Fonte
Sfida aperta a Netanyahu
Israele non avrà un’altra Golda Meir. Non per ora, almeno. La settimana scorsa, infatti, le primarie di Kadima – il maggiore partito politico israeliano, di orientamento centrista e tuttora all’opposizione – hanno visto una netta sconfitta di Tzipi Livni, leader del partito dal 2009. Livni è stata sonoramente battuta dallo sfidante Shaul Mofaz, riportando meno del 40% dei voti rispetto a più del 60% ottenuto dal suo avversario.
Il risultato delle primarie è interessante per due ragioni: da un lato perché conferma alcune delle tendenze in atto in Israele; dall’altro, perché potrà contribuire ad animare il dibattito sulla politica estera dello Stato ebraico più di quanto non sarebbe accaduto se avesse vinto Tizpi Livni.
Fratture profonde
Le primarie confermano la presenza di profonde fratture esistenti in Israele. La prima è quella tra il mondo ashkenazita, gli ebrei dell’Europa orientale di cui è espressione Tzipi Livni, e quello sefardita, gli ebrei dei paesi arabo-islamici da cui proviene Shaul Mofaz. La sconfitta della Livni dimostra quanto il mondo ashkenazita, che pure continua ad essere maggioritario nella cultura e nell’elite economica e finanziaria israeliana, costituisca ormai una minoranza dal punto di vista demografico e, conseguentemente, politico.
La seconda frattura è quella tra un Israele sempre più ricco – tendenzialmente laico e moderato – incarnato da Tel Aviv, e un Israele sempre più povero – in linea di massima religioso e intransigente – costituito dalle realtà più periferiche. Shaul Mofaz – che a differenza di Tzipi Livni non vive a Tel Aviv – ha vinto le primarie proprio in queste aree, facendo dell’attenzione alle questioni economiche e sociali un proprio segno distintivo.
Allo stesso tempo, la vittoria di Mofaz ribadisce il generale spostamento a destra dell’opinione pubblica israeliana. Kadima, che pure ha raccolto alle ultime elezioni i voti di una parte rilevante di elettorato moderato, deluso da un partito laburista eccessivamente schiacciato sulle posizioni del Likud, è infatti composto in prevalenza da quadri provenienti proprio dal Likud e dunque decisamente più a destra rispetto ai propri elettori. Non è una sorpresa che tra gli iscritti al partito – erano solo questi ultimi a poter votare alle primarie – Shaul Mofaz sia risultato più popolare di Tzipi Livni.

Righe per l'etichettatura dei luoghi:
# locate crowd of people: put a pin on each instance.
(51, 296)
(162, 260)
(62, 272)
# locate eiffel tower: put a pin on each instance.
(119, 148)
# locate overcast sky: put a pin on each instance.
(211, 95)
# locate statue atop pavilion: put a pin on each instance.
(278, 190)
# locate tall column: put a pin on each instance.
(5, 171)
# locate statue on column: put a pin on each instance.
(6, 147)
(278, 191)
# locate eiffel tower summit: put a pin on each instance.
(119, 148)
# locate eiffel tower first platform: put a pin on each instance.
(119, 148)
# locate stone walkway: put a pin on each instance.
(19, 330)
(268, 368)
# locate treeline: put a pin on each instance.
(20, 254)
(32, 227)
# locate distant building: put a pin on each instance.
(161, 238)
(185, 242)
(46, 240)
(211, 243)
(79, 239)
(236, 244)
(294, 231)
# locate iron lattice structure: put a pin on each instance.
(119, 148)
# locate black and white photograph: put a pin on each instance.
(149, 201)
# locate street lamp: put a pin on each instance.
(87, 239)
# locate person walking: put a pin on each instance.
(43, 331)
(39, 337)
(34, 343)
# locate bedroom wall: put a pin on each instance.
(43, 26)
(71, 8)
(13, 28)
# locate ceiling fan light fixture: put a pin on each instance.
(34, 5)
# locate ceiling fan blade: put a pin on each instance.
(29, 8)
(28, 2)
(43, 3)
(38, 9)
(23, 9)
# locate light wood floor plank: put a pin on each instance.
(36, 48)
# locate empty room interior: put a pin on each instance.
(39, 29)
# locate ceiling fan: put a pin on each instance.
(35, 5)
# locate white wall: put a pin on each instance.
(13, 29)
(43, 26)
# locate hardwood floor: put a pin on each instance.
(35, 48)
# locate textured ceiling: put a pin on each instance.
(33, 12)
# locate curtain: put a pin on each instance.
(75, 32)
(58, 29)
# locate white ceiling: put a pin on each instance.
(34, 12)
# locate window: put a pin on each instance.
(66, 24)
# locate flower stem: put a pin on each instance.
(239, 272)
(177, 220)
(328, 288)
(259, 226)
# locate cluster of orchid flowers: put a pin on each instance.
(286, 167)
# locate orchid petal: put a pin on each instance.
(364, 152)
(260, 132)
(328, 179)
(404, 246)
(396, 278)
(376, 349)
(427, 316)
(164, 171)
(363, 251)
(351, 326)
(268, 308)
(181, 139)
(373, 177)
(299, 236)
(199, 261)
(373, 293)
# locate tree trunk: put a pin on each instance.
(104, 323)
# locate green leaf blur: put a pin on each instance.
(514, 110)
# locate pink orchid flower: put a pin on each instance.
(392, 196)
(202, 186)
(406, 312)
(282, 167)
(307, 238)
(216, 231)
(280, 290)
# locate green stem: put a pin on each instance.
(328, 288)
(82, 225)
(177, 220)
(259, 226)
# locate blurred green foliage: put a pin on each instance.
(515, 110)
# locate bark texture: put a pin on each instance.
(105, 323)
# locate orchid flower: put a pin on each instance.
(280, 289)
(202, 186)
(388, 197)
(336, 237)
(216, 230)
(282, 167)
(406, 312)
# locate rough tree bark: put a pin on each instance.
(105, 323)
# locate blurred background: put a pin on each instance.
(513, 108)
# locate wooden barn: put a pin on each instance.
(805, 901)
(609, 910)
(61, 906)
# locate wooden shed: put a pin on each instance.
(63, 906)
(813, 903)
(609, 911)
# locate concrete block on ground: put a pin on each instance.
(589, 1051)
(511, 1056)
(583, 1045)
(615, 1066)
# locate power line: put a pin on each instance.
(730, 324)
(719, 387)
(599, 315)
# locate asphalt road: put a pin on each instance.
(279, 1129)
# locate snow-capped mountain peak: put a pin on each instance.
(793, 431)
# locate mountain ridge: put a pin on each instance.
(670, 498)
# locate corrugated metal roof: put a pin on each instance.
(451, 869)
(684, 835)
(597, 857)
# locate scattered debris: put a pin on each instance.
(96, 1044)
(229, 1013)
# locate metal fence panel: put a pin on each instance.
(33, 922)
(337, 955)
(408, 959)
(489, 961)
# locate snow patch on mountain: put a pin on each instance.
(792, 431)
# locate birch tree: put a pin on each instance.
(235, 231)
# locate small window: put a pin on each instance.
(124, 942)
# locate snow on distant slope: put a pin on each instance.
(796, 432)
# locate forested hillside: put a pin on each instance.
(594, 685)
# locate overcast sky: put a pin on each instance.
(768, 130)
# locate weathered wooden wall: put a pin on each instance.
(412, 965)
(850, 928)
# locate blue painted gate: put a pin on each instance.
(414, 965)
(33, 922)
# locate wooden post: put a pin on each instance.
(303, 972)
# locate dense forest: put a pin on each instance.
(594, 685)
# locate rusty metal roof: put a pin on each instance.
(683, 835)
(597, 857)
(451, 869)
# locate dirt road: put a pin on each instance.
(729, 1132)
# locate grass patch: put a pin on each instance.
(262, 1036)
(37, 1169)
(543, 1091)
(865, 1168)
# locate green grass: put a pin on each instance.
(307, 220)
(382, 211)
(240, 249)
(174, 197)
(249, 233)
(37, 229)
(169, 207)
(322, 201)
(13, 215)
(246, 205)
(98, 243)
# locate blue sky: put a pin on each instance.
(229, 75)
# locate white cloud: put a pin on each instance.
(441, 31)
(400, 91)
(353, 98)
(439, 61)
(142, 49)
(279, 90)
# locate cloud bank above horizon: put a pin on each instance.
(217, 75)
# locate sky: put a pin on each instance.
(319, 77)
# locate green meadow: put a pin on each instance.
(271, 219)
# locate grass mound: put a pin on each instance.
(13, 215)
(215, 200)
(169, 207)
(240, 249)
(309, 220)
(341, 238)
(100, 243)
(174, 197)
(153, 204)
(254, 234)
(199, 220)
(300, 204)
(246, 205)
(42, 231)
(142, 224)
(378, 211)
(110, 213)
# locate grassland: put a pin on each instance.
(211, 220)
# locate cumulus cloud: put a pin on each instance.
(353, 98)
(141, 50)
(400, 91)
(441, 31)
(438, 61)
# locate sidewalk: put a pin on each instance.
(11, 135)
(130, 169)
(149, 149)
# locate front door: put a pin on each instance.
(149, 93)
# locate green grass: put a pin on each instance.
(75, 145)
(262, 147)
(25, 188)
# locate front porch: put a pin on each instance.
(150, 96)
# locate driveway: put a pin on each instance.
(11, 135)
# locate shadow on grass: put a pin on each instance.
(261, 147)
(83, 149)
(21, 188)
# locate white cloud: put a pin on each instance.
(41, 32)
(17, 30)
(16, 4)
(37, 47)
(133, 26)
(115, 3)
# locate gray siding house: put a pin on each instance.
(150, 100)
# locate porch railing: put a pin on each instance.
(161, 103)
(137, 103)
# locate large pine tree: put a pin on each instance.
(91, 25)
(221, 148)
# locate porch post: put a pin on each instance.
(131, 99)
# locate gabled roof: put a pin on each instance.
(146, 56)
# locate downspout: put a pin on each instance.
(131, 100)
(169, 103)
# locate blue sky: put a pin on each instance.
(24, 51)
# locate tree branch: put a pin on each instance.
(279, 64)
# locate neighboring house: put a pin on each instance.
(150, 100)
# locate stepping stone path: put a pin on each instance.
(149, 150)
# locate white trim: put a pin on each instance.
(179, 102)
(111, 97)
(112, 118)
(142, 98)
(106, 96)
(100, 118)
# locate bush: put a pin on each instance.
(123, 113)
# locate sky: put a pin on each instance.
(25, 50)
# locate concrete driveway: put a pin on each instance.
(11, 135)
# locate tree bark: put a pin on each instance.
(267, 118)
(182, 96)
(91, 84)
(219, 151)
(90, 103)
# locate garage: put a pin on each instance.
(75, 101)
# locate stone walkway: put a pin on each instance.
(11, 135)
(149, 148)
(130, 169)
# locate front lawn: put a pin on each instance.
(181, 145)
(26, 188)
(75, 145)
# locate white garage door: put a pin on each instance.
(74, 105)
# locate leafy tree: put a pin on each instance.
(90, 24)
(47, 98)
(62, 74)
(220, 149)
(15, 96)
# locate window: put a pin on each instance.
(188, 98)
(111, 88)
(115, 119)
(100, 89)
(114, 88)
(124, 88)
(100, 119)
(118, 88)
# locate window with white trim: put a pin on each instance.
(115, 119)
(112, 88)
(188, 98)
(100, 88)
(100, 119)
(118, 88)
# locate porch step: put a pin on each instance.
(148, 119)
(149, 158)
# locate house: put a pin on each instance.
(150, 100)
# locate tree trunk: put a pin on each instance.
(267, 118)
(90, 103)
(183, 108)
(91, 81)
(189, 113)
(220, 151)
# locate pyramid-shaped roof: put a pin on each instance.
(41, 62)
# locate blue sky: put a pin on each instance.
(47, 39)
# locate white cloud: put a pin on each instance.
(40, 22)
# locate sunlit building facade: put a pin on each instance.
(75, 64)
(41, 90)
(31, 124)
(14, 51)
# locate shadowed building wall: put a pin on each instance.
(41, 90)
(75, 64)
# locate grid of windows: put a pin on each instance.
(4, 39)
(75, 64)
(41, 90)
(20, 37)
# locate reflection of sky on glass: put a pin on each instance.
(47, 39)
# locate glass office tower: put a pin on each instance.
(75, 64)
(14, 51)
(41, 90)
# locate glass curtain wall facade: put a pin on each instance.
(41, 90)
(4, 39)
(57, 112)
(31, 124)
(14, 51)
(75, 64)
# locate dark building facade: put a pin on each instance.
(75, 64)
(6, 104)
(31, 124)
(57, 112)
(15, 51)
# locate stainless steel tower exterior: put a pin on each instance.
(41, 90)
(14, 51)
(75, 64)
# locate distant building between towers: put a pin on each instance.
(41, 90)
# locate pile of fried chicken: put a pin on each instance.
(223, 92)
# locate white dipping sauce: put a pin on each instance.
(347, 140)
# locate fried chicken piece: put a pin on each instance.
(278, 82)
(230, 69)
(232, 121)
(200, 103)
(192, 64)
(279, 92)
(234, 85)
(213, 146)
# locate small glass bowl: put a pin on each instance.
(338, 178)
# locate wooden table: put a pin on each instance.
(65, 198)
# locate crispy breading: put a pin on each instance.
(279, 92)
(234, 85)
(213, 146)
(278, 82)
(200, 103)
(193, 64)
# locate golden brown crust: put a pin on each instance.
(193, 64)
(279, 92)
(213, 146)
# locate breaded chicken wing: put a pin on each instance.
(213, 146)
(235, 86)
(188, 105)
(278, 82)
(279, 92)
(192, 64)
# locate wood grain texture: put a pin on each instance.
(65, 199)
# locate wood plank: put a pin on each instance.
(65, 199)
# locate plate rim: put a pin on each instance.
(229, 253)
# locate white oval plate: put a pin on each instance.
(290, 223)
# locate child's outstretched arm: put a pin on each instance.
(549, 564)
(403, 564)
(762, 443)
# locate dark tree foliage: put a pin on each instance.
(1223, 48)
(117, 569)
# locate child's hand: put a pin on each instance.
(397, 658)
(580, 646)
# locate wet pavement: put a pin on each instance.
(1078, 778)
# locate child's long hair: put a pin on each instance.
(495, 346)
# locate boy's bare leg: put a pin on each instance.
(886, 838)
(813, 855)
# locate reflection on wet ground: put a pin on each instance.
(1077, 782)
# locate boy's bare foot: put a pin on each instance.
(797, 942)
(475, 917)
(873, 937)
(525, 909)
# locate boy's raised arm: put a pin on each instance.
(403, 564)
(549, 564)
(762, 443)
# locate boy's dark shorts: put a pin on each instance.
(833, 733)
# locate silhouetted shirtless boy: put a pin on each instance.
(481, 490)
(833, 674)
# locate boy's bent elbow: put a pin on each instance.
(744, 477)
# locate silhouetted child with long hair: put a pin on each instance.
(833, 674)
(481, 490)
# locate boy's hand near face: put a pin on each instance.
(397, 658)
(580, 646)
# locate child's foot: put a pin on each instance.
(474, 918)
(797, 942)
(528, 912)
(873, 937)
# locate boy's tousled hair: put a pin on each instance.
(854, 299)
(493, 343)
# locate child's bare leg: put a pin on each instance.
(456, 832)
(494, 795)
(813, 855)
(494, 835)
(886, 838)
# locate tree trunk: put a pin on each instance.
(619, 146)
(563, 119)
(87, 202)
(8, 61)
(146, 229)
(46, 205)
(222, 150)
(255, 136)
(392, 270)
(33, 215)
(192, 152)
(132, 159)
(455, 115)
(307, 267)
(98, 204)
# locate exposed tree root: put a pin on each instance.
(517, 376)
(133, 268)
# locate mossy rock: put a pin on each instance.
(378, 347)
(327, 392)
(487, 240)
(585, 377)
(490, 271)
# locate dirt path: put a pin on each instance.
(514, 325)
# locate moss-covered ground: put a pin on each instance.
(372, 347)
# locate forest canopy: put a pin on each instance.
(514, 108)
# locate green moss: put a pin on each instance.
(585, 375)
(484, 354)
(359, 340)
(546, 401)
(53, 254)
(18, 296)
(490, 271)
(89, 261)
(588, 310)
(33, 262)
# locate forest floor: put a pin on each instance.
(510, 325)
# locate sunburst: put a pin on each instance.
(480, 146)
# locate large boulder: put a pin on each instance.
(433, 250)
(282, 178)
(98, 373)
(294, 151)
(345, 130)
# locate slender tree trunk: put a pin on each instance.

Descrizione del compito
Secondo la fonte, chi ha battuto Tzipi Livni alle primarie di Kadima e con quale quota di voti?

Risposta
Shaul Mofaz, con più del 60% dei voti.